#### [AUFGABE A]
Schreib die Zeilen der Datensätze unten als nummerierte Liste um, und zwar von der Zeile mit „the camel leg.“ bis zum Ende der Datensätze, beide Enden eingeschlossen. Lass Leerzeilen weg.
╭─ AUSGANGSTEXT
Der erste große Auftrag für Siemens & Halske kam 1848 von der preußischen Regierung, die so schnell wie möglich darüber informiert werden wollte, was in der Paulskirche von der Deutschen Nationalversammlung diskutiert und beschlossen wurde. In kürzester Zeit sollte eine Telegraphenlinie von Berlin nach Frankfurt/Main verlegt werden. Rund fünfhundert Kilometer mussten hierzu überbrückt werden, was zur einen Hälfte mit Kabeln, zur anderen mit Freileitungen geschah. Am 28. März 1849 konnte als erste wichtige Nachricht die Wahl des preußischen Königs Wilhelm IV. zum Kaiser übermittelt werden.
╰─
╭─ ROHDATEN
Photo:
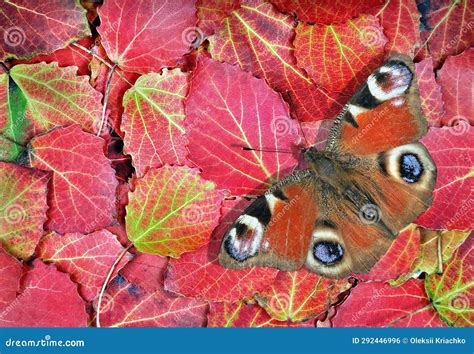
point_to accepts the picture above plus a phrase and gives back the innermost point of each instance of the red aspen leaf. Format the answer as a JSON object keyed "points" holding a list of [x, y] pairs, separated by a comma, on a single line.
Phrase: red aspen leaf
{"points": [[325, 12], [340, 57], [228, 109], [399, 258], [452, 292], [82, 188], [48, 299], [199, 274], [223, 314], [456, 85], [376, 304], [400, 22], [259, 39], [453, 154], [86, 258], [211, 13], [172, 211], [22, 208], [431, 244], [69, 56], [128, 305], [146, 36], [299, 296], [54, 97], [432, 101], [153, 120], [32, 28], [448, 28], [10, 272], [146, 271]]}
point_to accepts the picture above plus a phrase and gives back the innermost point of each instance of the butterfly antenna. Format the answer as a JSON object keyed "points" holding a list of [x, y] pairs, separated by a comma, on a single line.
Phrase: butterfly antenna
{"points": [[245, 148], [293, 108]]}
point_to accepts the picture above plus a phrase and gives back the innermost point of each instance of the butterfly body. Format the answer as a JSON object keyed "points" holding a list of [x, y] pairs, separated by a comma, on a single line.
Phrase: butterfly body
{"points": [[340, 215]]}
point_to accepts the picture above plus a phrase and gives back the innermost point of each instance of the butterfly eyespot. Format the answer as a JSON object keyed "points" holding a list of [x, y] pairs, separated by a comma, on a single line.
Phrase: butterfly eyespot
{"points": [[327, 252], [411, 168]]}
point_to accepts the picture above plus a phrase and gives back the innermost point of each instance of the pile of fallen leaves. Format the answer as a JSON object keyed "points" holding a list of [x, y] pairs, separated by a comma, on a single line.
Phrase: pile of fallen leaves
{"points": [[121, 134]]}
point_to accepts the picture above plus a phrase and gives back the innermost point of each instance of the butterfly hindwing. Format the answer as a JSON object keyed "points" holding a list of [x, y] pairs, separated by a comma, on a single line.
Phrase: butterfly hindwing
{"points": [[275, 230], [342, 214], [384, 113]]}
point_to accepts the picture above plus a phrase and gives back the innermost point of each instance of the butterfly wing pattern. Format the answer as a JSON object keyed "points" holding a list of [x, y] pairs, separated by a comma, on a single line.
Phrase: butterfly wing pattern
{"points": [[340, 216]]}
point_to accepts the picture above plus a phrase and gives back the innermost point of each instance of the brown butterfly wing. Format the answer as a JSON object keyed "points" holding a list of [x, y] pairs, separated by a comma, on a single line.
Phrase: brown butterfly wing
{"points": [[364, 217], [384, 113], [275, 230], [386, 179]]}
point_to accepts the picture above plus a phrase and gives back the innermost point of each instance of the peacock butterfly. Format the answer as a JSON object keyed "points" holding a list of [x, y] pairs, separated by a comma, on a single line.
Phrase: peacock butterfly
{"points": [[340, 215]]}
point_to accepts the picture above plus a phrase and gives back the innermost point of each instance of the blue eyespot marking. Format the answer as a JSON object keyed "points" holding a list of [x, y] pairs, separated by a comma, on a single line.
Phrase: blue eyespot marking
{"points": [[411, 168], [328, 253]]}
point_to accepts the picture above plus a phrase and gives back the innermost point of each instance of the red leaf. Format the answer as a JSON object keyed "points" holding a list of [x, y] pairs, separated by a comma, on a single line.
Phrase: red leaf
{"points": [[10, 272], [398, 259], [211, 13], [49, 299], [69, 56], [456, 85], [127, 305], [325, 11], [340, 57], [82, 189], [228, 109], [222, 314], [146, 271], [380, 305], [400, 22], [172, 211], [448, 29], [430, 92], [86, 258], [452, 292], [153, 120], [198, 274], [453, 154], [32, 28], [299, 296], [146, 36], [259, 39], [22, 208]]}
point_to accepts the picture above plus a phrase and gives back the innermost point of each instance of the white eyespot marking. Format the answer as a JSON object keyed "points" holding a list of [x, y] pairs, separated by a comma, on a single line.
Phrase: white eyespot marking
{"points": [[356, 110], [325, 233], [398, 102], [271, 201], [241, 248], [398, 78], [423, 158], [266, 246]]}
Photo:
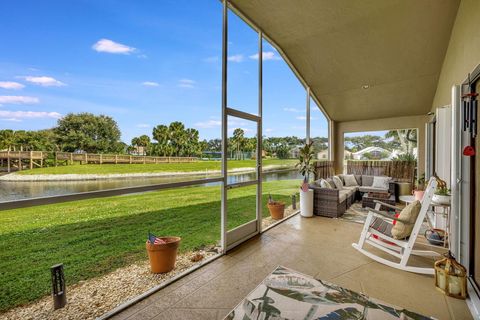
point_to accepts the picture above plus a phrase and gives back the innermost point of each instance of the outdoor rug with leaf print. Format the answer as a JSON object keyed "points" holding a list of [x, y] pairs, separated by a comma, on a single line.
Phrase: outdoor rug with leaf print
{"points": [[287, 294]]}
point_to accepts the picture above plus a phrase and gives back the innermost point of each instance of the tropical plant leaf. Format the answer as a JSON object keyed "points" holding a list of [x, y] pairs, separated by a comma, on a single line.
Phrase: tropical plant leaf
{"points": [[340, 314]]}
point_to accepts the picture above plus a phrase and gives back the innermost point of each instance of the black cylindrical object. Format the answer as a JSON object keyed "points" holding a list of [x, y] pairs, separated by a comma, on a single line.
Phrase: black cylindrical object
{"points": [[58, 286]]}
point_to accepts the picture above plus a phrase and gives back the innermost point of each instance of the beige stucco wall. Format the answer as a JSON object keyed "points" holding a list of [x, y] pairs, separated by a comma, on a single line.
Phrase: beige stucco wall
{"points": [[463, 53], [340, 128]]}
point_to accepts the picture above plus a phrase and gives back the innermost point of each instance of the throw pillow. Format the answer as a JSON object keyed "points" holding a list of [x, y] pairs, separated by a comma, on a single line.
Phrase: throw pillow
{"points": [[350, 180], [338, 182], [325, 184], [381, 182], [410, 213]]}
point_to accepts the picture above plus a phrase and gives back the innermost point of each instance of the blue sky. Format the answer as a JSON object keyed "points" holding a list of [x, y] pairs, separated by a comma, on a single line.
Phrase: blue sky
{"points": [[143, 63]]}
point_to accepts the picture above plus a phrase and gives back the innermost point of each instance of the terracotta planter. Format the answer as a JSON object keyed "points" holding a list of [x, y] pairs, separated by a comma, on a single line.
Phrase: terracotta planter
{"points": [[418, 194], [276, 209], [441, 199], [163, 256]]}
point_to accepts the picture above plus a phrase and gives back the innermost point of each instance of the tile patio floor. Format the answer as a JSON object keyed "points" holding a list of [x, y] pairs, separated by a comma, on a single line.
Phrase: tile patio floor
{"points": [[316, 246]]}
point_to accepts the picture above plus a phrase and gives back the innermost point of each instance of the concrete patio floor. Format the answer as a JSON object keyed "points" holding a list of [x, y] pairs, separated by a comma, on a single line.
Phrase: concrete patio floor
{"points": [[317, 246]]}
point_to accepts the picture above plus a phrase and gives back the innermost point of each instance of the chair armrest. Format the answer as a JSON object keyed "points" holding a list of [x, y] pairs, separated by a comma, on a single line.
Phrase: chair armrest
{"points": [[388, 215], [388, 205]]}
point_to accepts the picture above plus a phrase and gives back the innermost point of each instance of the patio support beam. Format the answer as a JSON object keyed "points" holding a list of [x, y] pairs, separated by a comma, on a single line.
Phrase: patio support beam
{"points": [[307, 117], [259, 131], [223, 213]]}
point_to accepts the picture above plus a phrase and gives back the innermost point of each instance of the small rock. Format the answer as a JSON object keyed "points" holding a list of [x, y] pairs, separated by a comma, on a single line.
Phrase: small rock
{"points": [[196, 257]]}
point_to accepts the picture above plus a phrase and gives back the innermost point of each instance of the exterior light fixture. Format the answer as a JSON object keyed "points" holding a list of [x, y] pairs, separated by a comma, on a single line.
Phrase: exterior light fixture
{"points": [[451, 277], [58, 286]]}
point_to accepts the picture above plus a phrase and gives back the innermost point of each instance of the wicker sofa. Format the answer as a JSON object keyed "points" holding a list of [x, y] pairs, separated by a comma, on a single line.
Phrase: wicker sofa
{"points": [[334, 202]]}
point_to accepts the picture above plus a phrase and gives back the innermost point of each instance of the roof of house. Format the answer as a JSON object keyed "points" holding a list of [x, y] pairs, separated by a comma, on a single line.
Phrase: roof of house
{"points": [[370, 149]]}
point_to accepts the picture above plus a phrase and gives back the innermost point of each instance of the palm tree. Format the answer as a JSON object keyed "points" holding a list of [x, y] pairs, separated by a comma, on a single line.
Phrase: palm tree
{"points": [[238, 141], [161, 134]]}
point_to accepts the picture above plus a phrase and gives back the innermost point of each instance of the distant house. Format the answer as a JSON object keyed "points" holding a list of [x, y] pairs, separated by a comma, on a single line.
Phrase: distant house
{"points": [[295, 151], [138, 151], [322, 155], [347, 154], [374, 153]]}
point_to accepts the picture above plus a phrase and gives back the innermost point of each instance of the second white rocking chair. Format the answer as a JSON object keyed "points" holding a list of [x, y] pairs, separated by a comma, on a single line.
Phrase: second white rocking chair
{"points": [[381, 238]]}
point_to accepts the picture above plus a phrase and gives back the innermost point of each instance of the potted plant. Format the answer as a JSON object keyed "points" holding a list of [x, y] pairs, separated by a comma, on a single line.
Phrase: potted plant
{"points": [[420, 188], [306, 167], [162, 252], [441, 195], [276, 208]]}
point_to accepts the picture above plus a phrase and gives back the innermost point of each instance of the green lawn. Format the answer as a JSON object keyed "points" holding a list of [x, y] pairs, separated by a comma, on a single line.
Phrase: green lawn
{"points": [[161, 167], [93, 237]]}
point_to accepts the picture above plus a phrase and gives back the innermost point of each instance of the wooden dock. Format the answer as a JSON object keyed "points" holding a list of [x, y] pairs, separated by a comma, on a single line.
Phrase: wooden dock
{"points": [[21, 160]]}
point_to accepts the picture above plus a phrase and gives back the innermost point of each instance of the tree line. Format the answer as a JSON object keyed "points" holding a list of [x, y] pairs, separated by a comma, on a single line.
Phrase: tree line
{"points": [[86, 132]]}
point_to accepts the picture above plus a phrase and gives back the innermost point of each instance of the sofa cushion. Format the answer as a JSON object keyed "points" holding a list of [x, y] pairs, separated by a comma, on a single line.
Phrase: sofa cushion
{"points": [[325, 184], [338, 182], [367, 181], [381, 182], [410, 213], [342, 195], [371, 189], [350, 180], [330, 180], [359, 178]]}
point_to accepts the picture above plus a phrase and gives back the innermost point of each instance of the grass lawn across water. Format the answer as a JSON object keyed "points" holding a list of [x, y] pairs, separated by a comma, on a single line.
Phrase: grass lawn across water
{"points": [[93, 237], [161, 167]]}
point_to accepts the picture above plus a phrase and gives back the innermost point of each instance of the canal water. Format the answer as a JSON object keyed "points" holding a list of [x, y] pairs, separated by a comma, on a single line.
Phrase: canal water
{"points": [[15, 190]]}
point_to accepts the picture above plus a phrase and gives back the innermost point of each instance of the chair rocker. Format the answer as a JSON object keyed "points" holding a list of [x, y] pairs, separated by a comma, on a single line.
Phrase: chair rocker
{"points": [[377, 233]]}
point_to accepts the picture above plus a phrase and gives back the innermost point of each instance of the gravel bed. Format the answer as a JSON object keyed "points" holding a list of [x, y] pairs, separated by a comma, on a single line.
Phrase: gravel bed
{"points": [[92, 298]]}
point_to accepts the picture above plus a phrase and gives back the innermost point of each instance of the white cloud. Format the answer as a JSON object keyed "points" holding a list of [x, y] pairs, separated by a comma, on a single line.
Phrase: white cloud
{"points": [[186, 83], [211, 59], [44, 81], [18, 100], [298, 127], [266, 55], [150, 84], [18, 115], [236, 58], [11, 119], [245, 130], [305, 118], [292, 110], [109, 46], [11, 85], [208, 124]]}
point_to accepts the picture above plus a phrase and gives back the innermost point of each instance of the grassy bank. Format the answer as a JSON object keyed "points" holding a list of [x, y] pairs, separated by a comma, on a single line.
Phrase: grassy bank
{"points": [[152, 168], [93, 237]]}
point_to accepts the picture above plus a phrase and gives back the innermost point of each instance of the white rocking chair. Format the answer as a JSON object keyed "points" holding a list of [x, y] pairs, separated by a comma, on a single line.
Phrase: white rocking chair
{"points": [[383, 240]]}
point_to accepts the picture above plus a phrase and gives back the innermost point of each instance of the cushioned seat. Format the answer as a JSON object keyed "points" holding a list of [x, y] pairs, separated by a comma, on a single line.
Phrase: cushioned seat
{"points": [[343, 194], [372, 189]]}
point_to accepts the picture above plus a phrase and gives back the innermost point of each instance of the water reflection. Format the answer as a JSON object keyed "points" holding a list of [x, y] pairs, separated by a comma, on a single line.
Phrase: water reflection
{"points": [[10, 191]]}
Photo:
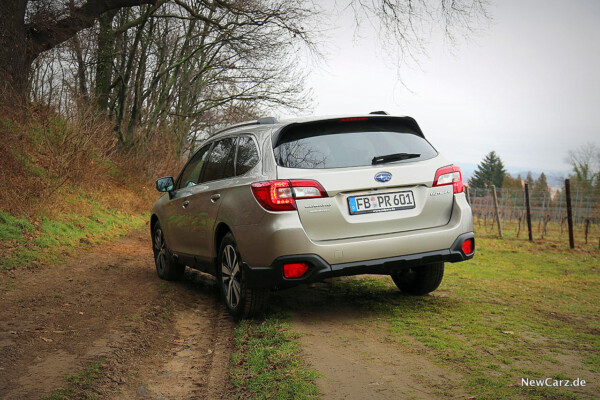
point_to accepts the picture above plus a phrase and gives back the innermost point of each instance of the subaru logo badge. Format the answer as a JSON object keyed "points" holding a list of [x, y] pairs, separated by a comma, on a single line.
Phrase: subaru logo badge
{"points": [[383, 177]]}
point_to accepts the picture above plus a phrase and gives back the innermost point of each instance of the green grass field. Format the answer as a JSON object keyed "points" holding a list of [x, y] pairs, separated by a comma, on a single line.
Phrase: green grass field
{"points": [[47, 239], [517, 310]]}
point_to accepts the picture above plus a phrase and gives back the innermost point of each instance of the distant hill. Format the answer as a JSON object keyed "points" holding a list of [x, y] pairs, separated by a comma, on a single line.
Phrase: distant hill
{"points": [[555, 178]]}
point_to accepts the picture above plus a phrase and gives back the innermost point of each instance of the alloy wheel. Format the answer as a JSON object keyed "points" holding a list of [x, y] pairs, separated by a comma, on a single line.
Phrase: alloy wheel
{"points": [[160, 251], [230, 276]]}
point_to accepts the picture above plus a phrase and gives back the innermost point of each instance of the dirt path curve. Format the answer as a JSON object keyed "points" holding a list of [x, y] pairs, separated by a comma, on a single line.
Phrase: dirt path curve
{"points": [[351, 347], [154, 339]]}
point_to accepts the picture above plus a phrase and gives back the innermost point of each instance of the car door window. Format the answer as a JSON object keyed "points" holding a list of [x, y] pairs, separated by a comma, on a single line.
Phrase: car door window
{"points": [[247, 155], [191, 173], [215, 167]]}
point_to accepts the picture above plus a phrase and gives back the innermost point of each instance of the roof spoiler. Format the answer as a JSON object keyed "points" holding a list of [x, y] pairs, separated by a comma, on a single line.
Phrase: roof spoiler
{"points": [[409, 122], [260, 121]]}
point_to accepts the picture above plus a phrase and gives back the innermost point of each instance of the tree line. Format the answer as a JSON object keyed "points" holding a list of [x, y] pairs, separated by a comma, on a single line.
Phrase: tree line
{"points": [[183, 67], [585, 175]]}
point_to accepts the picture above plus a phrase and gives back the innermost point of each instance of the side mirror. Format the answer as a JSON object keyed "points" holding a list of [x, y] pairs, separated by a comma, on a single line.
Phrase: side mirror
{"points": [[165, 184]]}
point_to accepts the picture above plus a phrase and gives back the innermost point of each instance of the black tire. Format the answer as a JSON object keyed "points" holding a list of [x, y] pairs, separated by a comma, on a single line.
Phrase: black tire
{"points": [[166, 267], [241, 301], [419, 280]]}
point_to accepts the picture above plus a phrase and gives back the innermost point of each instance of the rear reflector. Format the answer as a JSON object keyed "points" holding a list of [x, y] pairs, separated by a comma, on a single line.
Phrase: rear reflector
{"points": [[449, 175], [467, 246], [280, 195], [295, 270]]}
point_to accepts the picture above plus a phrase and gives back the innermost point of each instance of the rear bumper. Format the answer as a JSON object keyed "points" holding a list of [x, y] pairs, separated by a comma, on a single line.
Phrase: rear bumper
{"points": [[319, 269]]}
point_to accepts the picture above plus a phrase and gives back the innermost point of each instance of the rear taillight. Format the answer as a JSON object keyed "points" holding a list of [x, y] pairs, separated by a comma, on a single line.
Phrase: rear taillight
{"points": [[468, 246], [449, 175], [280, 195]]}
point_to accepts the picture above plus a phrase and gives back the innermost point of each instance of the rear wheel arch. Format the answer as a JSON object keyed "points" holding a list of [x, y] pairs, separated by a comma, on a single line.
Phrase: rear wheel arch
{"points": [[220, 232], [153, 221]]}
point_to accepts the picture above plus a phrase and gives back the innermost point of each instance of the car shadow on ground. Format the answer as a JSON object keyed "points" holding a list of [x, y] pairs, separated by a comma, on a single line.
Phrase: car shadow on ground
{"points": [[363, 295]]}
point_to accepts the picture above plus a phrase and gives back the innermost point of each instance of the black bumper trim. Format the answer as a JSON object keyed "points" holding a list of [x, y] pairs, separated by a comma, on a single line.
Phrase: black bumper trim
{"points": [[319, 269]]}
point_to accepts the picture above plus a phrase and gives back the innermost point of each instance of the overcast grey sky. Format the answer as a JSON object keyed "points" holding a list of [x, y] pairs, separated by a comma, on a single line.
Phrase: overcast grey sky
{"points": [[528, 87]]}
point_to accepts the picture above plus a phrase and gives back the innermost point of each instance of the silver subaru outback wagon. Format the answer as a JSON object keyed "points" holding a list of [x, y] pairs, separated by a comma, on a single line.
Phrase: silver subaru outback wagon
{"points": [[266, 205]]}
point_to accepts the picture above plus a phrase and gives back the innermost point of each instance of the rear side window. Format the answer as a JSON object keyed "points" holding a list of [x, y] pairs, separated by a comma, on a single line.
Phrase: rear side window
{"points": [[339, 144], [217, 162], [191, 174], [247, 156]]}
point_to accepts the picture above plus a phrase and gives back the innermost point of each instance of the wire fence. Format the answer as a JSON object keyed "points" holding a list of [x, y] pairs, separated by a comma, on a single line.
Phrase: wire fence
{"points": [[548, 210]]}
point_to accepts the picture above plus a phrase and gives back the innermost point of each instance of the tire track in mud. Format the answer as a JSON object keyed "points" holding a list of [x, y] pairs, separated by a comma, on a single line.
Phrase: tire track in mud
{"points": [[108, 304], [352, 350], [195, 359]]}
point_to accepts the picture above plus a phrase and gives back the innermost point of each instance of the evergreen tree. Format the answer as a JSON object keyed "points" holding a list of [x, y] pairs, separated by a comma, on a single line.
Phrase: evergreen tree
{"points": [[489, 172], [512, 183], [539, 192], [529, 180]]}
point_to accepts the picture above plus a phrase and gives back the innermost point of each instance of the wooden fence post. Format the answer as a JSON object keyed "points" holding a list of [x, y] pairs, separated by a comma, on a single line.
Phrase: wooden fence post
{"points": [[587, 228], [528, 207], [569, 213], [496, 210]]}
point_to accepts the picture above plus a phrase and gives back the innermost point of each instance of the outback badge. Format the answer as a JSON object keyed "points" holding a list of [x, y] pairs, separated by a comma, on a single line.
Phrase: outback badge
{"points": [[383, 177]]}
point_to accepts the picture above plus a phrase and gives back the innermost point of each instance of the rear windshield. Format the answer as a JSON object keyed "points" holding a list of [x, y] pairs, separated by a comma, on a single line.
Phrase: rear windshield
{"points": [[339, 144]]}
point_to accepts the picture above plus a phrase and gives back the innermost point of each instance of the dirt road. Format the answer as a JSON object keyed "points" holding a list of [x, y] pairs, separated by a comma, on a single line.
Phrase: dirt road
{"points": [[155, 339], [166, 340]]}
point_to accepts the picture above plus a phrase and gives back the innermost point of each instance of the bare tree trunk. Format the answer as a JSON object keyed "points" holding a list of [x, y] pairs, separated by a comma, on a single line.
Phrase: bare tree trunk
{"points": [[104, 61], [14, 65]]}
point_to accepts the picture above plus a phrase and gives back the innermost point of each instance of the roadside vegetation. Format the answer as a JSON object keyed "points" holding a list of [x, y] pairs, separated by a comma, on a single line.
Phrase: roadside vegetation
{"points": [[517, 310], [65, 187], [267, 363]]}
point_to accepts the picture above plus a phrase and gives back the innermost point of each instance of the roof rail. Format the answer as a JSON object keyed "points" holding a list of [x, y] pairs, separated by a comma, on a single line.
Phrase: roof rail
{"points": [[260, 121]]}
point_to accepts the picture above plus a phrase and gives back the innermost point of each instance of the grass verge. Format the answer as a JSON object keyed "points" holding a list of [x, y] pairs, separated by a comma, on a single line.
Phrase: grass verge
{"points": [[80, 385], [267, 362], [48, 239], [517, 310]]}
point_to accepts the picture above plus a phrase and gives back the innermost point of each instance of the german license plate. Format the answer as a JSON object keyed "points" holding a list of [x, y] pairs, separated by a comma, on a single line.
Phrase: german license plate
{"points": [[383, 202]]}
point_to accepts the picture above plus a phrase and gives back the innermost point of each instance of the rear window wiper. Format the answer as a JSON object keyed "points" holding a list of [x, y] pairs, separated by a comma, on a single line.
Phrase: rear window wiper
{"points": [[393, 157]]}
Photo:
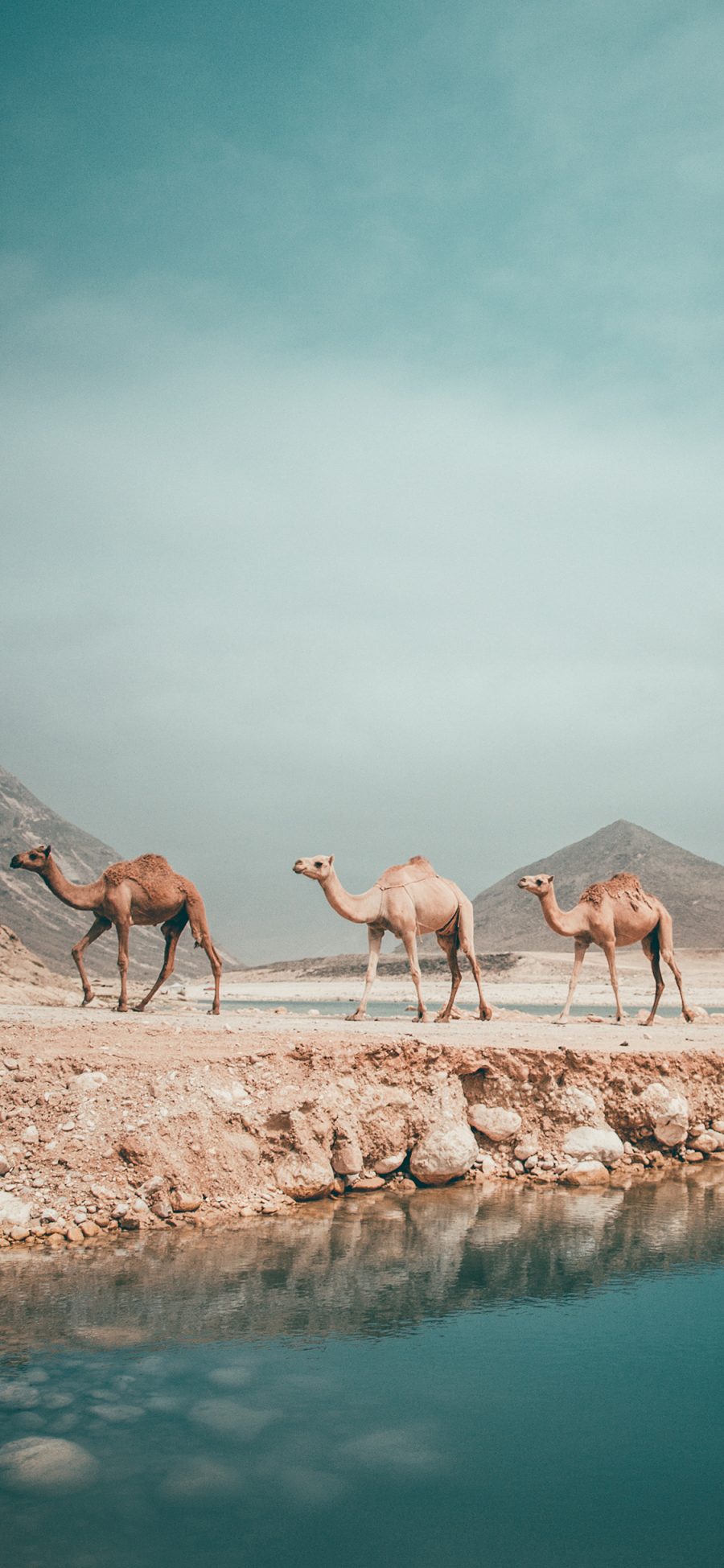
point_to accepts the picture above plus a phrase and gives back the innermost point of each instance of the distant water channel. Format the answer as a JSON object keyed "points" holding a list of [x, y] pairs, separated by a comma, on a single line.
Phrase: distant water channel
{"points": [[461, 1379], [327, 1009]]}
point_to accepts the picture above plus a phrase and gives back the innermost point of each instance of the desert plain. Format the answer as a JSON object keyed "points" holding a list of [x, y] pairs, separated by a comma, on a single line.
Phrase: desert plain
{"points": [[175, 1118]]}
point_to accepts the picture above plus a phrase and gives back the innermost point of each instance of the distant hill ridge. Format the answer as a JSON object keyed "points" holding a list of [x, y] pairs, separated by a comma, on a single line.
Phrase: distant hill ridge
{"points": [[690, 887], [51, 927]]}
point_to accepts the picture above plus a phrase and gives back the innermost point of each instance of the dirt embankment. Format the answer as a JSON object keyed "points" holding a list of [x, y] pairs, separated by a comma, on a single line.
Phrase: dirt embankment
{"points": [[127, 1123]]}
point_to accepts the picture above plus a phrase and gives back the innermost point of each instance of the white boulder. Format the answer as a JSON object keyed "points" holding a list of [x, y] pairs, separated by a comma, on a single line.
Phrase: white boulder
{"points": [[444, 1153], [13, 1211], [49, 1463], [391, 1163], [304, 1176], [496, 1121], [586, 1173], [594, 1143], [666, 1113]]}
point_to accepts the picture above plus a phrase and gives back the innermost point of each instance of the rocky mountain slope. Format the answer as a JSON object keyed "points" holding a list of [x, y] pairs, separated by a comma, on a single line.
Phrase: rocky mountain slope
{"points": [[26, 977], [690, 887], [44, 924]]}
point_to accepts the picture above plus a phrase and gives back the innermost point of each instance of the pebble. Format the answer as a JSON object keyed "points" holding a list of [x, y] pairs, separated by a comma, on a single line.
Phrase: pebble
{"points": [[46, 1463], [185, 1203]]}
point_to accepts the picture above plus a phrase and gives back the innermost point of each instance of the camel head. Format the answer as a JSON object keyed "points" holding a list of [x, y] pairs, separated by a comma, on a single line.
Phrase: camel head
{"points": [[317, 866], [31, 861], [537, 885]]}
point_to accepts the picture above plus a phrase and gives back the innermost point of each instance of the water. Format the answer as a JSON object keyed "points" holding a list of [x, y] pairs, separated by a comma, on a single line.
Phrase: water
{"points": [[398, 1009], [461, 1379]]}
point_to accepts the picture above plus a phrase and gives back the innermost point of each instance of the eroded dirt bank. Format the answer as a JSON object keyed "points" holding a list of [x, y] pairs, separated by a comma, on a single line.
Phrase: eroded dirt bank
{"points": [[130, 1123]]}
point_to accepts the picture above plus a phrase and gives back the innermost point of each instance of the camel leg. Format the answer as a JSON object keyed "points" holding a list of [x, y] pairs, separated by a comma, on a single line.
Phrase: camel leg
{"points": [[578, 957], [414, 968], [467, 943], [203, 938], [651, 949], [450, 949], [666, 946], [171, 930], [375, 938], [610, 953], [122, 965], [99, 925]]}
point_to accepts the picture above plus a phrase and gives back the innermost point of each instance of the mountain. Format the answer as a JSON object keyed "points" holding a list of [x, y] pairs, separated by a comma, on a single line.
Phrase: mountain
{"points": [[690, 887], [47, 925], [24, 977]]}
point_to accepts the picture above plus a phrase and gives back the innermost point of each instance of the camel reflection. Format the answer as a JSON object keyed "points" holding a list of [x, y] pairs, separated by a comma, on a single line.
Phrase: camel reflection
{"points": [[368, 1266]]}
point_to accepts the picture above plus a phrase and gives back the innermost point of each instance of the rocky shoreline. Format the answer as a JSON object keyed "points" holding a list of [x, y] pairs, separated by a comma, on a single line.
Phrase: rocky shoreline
╰─
#### [AUFGABE B]
Beantworte zum Text über die Telegraphenlinie kurz:
(i) Wer erteilte Siemens & Halske 1848 den ersten großen Auftrag?
(ii) Wie viele Kilometer mussten für die Linie von Berlin nach Frankfurt/Main ungefähr überbrückt werden?
(iii) An welchem Tag konnte die erste wichtige Nachricht übermittelt werden?

#### [LÖSUNG A]
1. point_to accepts the picture above plus a phrase and gives back the innermost point of each instance of the camel leg. Format the answer as a JSON object keyed "points" holding a list of [x, y] pairs, separated by a comma, on a single line.
2. Phrase: camel leg
3. {"points": [[578, 957], [414, 968], [467, 943], [203, 938], [651, 949], [450, 949], [666, 946], [171, 930], [375, 938], [610, 953], [122, 965], [99, 925]]}
4. point_to accepts the picture above plus a phrase and gives back the innermost point of each instance of the mountain. Format the answer as a JSON object keyed "points" holding a list of [x, y] pairs, separated by a comma, on a single line.
5. Phrase: mountain
6. {"points": [[690, 887], [47, 925], [24, 977]]}
7. point_to accepts the picture above plus a phrase and gives back the innermost point of each instance of the camel reflection. Format the answer as a JSON object keyed "points" holding a list of [x, y] pairs, separated by a comma, on a single line.
8. Phrase: camel reflection
9. {"points": [[368, 1266]]}
10. point_to accepts the picture above plus a phrase and gives back the innermost point of each instance of the rocky shoreline. Format the answer as a JSON object keyed "points" holding a list of [x, y] pairs, separated by a comma, on a single line.
11. Phrase: rocky shoreline

#### [LÖSUNG B]
(i) Die preußische Regierung.
(ii) Rund fünfhundert Kilometer.
(iii) Am 28. März 1849.